There are significant overlaps in the responses of businesses in meeting this challenge to the earlier one on the ease of use in manufacturing. Manufacturers cannot afford to spend significant time conducting expensive factory trials so the onus will increasingly be on the ingredients suppliers to facilitate efficient scale-up. In the future, this may also be a differentiating factor between two or more suppliers of similar specification ingredients.
Challenge 9: Efficient specification and traceability
All ingredients should be supplied with robust specifications that form part of a dossier along with specifications for the packaging, manufacturing process and the product itself. The ingredients' specifications should only contain parameters that are important and can be measured, with realistic upper and lower limits around a target value. These aspects are of importance in troubleshooting activities, which often require traceability all the way back to the manufacturing arrangements for specific ingredients. The suppliers of these ingredients should be able to supply this information quickly, and, of course, it is desirable for any product-quality issues to be traced back to some other aspect of the product mix.
A likely trend in meeting this challenge is the increasing importance of provenance to consumers. From industry-wide schemes such as Fairtrade or Organic, to specific examples such as the estates for tea plantations, traceability back to the farm may be a given for some types of ingredients. It is also possible that ingredients suppliers or food manufacturers may be able to gain first-mover advantage and benefit commercially by meeting this challenge.

Data provided =
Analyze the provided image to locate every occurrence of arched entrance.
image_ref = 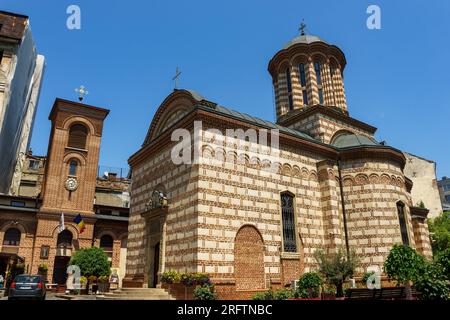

What you need to do =
[a] Answer the following from the passage on ingredient suppliers:
(i) Who will increasingly bear the onus of facilitating efficient scale-up?
(ii) What should the ingredients' specifications contain, and with what limits?
(iii) Which two industry-wide schemes are named as examples of provenance?
[b] Extend the passage on ingredient suppliers by writing what follows its final sentence.

Per-task answers =
[a]
(i) The ingredients suppliers.
(ii) Only parameters that are important and can be measured, with realistic upper and lower limits around a target value.
(iii) Fairtrade and Organic.

[b]
Challenge 10: Surviving the manufacturing process
The manufacturing processes for foods are wide and varied, involving many processing steps, equipment types and technologies. Typically, these will require the ingredients and products to be subjected to heat and sheer forces, as well as being held in storage tanks and transported along pipework. The materials will undergo various physical and chemical changes, and may be totally unrecognisable at the end of the process when compared with the beginning. The ingredients of course must survive the complete process and emerge with the desired functionality intact. This does not necessarily mean that the functionality is unchanged, but that any changes are reproducible and desirable.
The most challenging aspect of any manufacturing process is often the application of heat for the microbiological decontamination of the food. The development and application of novel decontamination technologies, such as ohmic heating, high-pressure processing and Shaka retorts, will challenge the functionality still further. Ingredients suppliers therefore should familiarise themselves with these technologies and ensure that their offerings are just as effective, if not more so, in the future.
What this means
There are of course many other challenges, some of which may be specific to the food industry sector that a manufacturer operates in. These include the regulatory environment, which can vary greatly depending on the application and geography, and the importance of labelling accuracy when considering allergens. Removing or replacing ingredients can have a significant impact on the quality of the product, so the importance of robust consumer research cannot be overstated.